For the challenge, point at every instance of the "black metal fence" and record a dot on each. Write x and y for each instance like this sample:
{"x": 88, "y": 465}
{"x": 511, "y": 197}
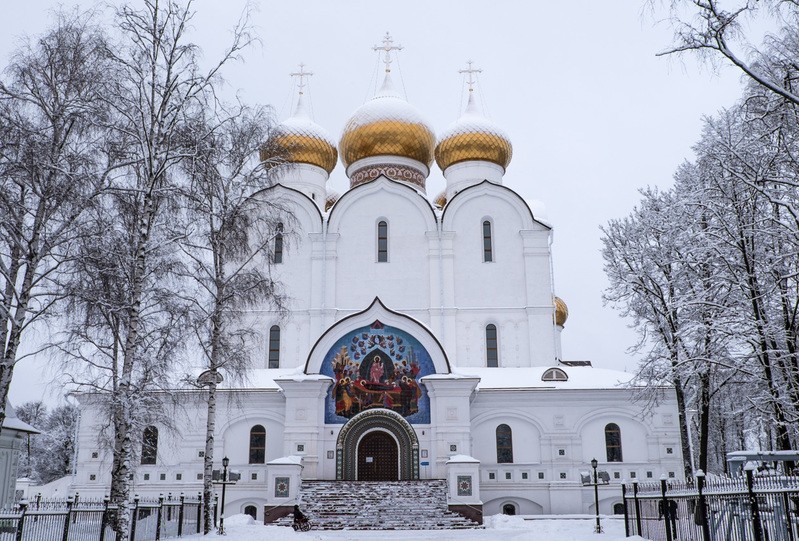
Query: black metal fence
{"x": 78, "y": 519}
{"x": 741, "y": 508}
---
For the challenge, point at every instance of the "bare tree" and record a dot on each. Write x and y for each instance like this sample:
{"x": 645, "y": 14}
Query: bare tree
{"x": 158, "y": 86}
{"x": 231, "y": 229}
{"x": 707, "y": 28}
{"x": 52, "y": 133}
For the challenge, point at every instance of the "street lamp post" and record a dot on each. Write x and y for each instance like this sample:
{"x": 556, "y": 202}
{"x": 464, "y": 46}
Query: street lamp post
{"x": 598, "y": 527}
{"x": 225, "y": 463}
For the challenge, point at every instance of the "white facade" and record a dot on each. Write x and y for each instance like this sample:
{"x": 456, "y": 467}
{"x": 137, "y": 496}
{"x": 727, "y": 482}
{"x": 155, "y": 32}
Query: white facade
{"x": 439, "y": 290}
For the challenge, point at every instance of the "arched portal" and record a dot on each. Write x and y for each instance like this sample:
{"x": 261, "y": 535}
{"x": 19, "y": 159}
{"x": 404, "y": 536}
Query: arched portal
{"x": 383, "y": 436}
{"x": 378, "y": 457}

Directions: Match on "each" and copy out every line of the entries that contains it.

Your solution:
For the challenge, point at every instance of the "black metal fence" and record a dot on each. Write x and y for each instance like this sample:
For the challenge, point at every instance of the "bare tree" and record a dot on each. Write x and y for each instance like this sample:
For the challenge, point at every instance of the "street lamp post" and record a dot on each. Write x and y for each instance like this sample:
For the challenge, point at every instance of the "white facade" and record a dot on each. Write x and y for each instance like this sample:
For the challenge, point at every instance of the "arched portal" and record a dot on each. Write x and y for each instance like this sample:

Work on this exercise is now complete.